** START **

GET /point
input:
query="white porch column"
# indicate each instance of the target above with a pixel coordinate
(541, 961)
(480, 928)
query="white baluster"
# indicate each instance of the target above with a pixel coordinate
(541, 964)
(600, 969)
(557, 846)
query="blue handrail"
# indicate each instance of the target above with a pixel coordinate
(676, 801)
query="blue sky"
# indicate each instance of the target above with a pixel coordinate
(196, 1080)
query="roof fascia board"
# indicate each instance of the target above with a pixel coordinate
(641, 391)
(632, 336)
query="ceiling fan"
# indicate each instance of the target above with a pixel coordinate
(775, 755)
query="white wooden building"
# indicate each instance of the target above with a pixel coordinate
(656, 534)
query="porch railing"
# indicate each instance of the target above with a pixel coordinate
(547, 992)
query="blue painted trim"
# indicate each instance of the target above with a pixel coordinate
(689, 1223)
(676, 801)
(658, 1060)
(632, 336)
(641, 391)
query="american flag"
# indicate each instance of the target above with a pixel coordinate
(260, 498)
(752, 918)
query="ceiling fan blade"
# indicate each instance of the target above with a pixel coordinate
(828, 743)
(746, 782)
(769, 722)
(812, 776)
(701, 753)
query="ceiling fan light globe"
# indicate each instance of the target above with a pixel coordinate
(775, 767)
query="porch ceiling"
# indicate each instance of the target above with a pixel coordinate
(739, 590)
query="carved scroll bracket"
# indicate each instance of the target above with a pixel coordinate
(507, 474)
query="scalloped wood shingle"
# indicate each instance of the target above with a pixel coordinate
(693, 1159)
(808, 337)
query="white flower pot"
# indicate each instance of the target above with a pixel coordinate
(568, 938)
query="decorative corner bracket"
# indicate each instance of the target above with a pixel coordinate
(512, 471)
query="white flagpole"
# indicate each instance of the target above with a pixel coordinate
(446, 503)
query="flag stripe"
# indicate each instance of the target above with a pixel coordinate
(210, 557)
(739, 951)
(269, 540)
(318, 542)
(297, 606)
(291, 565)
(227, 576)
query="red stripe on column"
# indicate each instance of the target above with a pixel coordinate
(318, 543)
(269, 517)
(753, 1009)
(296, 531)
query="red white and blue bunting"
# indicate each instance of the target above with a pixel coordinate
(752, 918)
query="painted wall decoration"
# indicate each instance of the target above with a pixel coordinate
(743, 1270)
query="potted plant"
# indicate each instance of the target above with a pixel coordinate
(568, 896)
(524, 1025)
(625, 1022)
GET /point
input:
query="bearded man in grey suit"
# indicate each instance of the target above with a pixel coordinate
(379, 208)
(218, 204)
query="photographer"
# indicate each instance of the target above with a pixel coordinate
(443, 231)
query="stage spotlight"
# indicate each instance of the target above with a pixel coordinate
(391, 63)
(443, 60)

** END **

### Instructions to follow
Please repeat the listing exactly, with nothing left out.

### Finished exercise
GET /point
input:
query="white porch column"
# indicate each instance of the target above with a pixel coordinate
(541, 961)
(480, 928)
query="white baluster"
# indicate each instance of the target above with a pixel coordinate
(541, 964)
(600, 969)
(557, 846)
query="blue handrail"
# indicate each instance of the target above with a pixel coordinate
(676, 801)
query="blue sky"
# indicate each instance of the target above with a pixel coordinate
(196, 1080)
query="roof fascia board"
# indicate each instance of the target above with a pixel coordinate
(641, 391)
(632, 336)
query="ceiling fan"
# indicate each instance of the target above with a pixel coordinate
(775, 755)
query="white wooden building"
# indicate each instance of the target above with a pixel coordinate
(656, 534)
query="porch railing"
# indicate each instance of the target above with a pixel coordinate
(547, 992)
query="blue painted trim"
# indicate each instance of the target above with a pixel coordinate
(689, 1223)
(676, 801)
(658, 1060)
(632, 336)
(641, 391)
query="american flag"
# indicate each instance of the target above with a pixel coordinate
(260, 498)
(752, 918)
query="ceiling fan blade"
# indicate each instance of the target above with a pixel coordinate
(828, 743)
(746, 782)
(769, 722)
(812, 776)
(701, 753)
query="ceiling fan light globe"
# indicate each instance of the target above with a pixel coordinate
(775, 767)
query="porch ceiling"
# indicate each instance of the target above with a pixel coordinate
(739, 590)
query="carved scroll bracket"
# indicate each instance of the target above with a pixel coordinate
(507, 474)
query="scalloped wood shingle"
# indicate each instance of the target above with a pixel coordinate
(693, 1159)
(808, 337)
query="white flower pot"
# indicate each instance of the target above with a pixel coordinate
(568, 938)
query="decorative corner bracket"
# indicate each instance of the target above with a pixel coordinate
(512, 471)
query="white flagpole"
# indicate each instance of the target above with a pixel coordinate
(446, 503)
query="flag stripe"
# indicate each instance of the target above with a pixel coordinate
(210, 557)
(739, 951)
(269, 540)
(318, 542)
(297, 606)
(291, 565)
(227, 576)
query="red stripe on column"
# indicate each instance of the target above with a pixel coordinate
(318, 543)
(269, 517)
(753, 1009)
(296, 531)
query="red white and blue bunting"
# indicate each instance of the target above with a pixel coordinate
(752, 918)
query="painted wall decoration"
# indicate each instance of the target above with a pixel coordinate
(743, 1270)
query="potted plant"
# indicate each instance of the target above with a pixel coordinate
(568, 896)
(524, 1025)
(625, 1022)
GET /point
input:
query="bearded man in grey suit"
# indicate each instance of the target above with a pixel coordinate
(379, 208)
(218, 204)
query="photographer"
# indicate each instance of the target above with a pixel coordinate
(443, 231)
query="stage spotlight"
# indicate each instance of the target above with a pixel coordinate
(391, 63)
(443, 60)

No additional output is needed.